(What the task asks): Turn every line of the listing below into a JSON list of strings, one string per line, with blank lines left out.

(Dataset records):
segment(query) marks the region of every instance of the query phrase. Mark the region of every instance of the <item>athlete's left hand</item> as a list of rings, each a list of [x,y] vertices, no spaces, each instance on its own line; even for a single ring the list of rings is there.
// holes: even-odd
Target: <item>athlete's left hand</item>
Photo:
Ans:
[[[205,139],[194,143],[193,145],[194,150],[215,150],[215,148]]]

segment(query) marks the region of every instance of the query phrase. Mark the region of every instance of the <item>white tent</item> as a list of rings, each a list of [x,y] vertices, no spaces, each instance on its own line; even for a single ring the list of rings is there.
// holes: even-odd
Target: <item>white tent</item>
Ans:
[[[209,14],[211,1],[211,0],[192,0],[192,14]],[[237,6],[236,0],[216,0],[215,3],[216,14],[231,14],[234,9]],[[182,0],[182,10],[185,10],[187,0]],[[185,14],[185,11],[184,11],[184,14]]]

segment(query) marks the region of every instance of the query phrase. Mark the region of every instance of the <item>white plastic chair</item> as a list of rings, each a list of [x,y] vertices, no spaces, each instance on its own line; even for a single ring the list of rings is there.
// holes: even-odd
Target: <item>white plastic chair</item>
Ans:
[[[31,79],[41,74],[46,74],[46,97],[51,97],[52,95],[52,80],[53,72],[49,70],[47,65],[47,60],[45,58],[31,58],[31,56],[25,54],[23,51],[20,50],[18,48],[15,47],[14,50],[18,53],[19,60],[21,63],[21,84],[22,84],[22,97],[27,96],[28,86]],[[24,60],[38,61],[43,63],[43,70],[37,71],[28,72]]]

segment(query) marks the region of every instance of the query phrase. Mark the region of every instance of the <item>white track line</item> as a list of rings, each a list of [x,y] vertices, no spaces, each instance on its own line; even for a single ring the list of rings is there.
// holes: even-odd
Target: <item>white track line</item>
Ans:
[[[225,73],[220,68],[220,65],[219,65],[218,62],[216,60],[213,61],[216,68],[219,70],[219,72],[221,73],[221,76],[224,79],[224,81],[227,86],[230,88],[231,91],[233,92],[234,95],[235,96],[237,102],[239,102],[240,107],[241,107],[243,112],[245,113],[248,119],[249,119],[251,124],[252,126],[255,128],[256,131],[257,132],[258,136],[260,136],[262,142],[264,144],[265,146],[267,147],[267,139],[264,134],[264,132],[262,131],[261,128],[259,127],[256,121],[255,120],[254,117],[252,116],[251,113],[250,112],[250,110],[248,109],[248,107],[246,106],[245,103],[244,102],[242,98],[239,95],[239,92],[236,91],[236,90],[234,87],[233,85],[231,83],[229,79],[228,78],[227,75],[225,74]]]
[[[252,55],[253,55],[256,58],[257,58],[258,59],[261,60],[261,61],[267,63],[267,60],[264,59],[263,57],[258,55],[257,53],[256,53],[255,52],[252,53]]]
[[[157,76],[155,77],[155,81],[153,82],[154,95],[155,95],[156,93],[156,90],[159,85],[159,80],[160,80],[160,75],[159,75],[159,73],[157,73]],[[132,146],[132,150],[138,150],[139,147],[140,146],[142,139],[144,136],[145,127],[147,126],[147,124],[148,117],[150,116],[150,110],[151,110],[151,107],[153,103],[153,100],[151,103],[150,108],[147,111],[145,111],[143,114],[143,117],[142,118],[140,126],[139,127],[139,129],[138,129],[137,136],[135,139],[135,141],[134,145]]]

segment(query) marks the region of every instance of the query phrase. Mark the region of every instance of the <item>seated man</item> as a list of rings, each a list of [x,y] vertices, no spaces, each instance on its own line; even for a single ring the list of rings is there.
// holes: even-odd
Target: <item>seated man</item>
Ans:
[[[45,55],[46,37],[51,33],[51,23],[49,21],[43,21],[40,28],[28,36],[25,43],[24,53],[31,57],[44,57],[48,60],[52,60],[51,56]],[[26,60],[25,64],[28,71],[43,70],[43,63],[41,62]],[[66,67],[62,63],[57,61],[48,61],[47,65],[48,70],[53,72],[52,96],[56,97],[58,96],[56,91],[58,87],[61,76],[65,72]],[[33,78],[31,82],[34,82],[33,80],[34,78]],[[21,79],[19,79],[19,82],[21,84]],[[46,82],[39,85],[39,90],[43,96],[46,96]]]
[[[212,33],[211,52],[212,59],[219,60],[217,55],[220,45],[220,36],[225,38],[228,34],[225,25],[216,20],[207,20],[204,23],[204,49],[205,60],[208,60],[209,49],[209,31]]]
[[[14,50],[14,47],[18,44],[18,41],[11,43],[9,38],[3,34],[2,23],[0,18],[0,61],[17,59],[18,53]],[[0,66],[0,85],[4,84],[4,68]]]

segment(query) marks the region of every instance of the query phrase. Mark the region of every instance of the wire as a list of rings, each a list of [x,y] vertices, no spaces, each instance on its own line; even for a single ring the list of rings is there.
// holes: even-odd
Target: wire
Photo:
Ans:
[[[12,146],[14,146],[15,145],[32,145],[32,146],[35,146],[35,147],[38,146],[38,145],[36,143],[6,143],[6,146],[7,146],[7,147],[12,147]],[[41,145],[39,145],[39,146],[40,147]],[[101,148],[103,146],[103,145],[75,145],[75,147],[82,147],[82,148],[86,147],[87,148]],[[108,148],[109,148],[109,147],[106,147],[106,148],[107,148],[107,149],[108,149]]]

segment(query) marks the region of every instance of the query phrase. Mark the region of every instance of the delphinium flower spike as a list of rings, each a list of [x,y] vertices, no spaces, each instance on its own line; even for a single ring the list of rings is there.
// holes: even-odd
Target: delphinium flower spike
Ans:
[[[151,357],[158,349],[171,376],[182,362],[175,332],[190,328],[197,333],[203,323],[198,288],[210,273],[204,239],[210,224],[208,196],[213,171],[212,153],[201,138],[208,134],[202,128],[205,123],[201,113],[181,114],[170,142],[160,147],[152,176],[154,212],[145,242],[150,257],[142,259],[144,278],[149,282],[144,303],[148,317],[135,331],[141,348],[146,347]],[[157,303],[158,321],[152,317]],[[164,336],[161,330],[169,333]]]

(Exercise output):
[
  "segment(query) marks the region of every instance of the query phrase. Mark the region of every instance of the <item>athlete's left hand</item> as a list of rings, each a list of [x,y] vertices, no spaces, each instance on its own line; even for a single ring the list of rings is there.",
  "// holes: even-odd",
  "Target: <item>athlete's left hand</item>",
  "Photo:",
  "Ans:",
  "[[[205,139],[194,143],[193,145],[194,150],[215,150],[215,148]]]",
  "segment(query) marks the region of every instance of the query phrase. Mark the region of every instance of the <item>white tent</item> as a list of rings, each a list of [x,y] vertices, no spaces, each instance on its own line; even for a single ring the list of rings is there.",
  "// holes: even-odd",
  "Target: <item>white tent</item>",
  "Ans:",
  "[[[209,14],[211,1],[211,0],[192,0],[192,14]],[[237,6],[236,0],[216,0],[215,3],[216,14],[231,14],[234,9]],[[182,0],[182,10],[185,10],[187,0]],[[185,14],[185,11],[184,11],[184,14]]]",
  "segment(query) marks the region of every instance of the query phrase. Mark the region of every instance of the <item>white plastic chair</item> as a list of rings, each a list of [x,y] vertices, no spaces, each instance on its own line; even for a single ring the list of rings is there.",
  "// holes: even-odd",
  "Target: <item>white plastic chair</item>",
  "Ans:",
  "[[[31,79],[41,74],[46,74],[46,97],[51,97],[52,95],[52,80],[53,72],[49,70],[47,65],[47,60],[45,58],[31,58],[31,56],[25,54],[23,51],[20,50],[18,48],[15,47],[14,50],[18,53],[19,60],[21,63],[21,84],[22,84],[22,97],[27,96],[28,86]],[[24,60],[38,61],[43,63],[43,70],[37,71],[28,72]]]",
  "segment(query) marks the region of every instance of the query phrase. Mark the region of every instance of the <item>white track line</item> as a list of rings, each a list of [x,y] vertices, no spaces, each instance on its own line; even for a single ring the list of rings is there.",
  "// holes: even-odd",
  "Target: <item>white track line</item>",
  "Ans:",
  "[[[225,73],[220,68],[220,65],[219,65],[218,62],[216,60],[213,61],[216,68],[219,70],[219,72],[221,73],[221,76],[224,79],[224,81],[227,86],[230,88],[231,91],[233,92],[234,95],[235,96],[237,102],[239,102],[240,107],[241,107],[243,112],[245,113],[248,119],[249,119],[251,124],[252,126],[255,128],[256,131],[257,132],[258,136],[260,136],[262,142],[264,144],[265,146],[267,147],[267,139],[264,134],[264,132],[262,131],[261,128],[259,127],[256,121],[255,120],[254,117],[252,116],[251,113],[250,112],[250,110],[248,109],[248,107],[246,106],[245,103],[244,102],[242,98],[239,95],[239,92],[236,91],[236,90],[234,87],[233,85],[231,83],[229,79],[228,78],[227,75],[225,74]]]",
  "[[[252,55],[253,55],[256,58],[257,58],[258,59],[261,60],[261,61],[267,63],[267,60],[264,59],[263,57],[258,55],[257,53],[256,53],[255,52],[252,53]]]",
  "[[[157,76],[155,77],[155,81],[153,82],[154,95],[155,95],[156,93],[156,90],[159,85],[159,80],[160,80],[160,75],[159,75],[159,73],[157,73]],[[132,146],[132,150],[138,150],[139,147],[140,146],[142,139],[144,136],[145,127],[147,126],[147,124],[148,117],[150,116],[150,110],[151,110],[151,107],[153,103],[153,100],[151,103],[150,108],[147,111],[145,111],[143,114],[143,117],[142,118],[140,126],[139,127],[139,129],[138,129],[137,136],[135,139],[135,141],[134,145]]]",
  "segment(query) marks the region of every instance of the query phrase. Mark the region of every instance of the <item>seated man</item> as a list of rings, each a list of [x,y] vertices, no spaces, each instance on its own line; even for a single ring the list of rings is there.",
  "// holes: even-odd",
  "Target: <item>seated man</item>",
  "Ans:",
  "[[[45,55],[46,37],[51,33],[51,23],[49,21],[43,21],[40,28],[28,36],[25,43],[24,53],[31,57],[44,57],[48,60],[52,60],[51,56]],[[26,60],[25,64],[28,71],[43,70],[43,63],[41,62]],[[66,67],[62,63],[57,61],[48,61],[47,65],[48,70],[53,72],[52,96],[56,97],[58,96],[56,91],[58,87],[61,76],[65,72]],[[33,78],[31,82],[34,82],[33,80],[34,78]],[[21,79],[19,79],[19,82],[21,84]],[[46,82],[39,85],[39,90],[43,96],[46,96]]]",
  "[[[212,33],[211,52],[212,59],[219,60],[217,55],[220,45],[220,36],[225,38],[228,34],[225,25],[216,20],[207,20],[204,23],[204,49],[205,60],[208,60],[209,49],[209,31]]]",
  "[[[14,50],[14,47],[18,44],[18,41],[11,43],[9,38],[3,34],[2,23],[0,18],[0,61],[17,59],[18,53]],[[0,66],[0,85],[4,84],[4,68]]]",
  "segment(query) marks the region of every instance of the query phrase. Mark the region of every instance of the wire as a list of rings, each a list of [x,y] vertices, no spaces, each instance on its own line; even for a single ring the list of rings is there.",
  "// holes: even-odd",
  "Target: wire",
  "Photo:",
  "Ans:",
  "[[[12,146],[14,146],[15,145],[32,145],[32,146],[35,146],[35,147],[38,146],[38,145],[36,143],[6,143],[6,146],[7,146],[7,147],[12,147]],[[41,145],[39,145],[39,146],[40,147]],[[101,148],[103,146],[103,145],[75,145],[75,147],[82,147],[82,148],[86,147],[87,148]],[[108,148],[109,148],[109,147],[106,147],[106,148],[107,148],[107,149],[108,149]]]",
  "segment(query) marks the region of every instance of the query phrase. Mark the region of every instance of the delphinium flower spike as a list of rings, each a list of [x,y] vertices, no spaces, each instance on its own line; even for a single ring the list of rings is there.",
  "// holes: even-odd",
  "Target: delphinium flower spike",
  "Ans:",
  "[[[151,357],[158,349],[171,376],[182,362],[175,332],[190,328],[197,333],[203,323],[198,288],[210,273],[204,239],[210,224],[208,196],[213,171],[212,153],[201,138],[208,134],[202,128],[205,123],[201,113],[181,114],[170,142],[160,147],[152,176],[154,212],[145,242],[150,257],[142,259],[144,278],[149,282],[144,303],[148,317],[135,331],[141,348],[146,347]],[[157,303],[158,321],[152,317]],[[164,336],[161,330],[169,333]]]"
]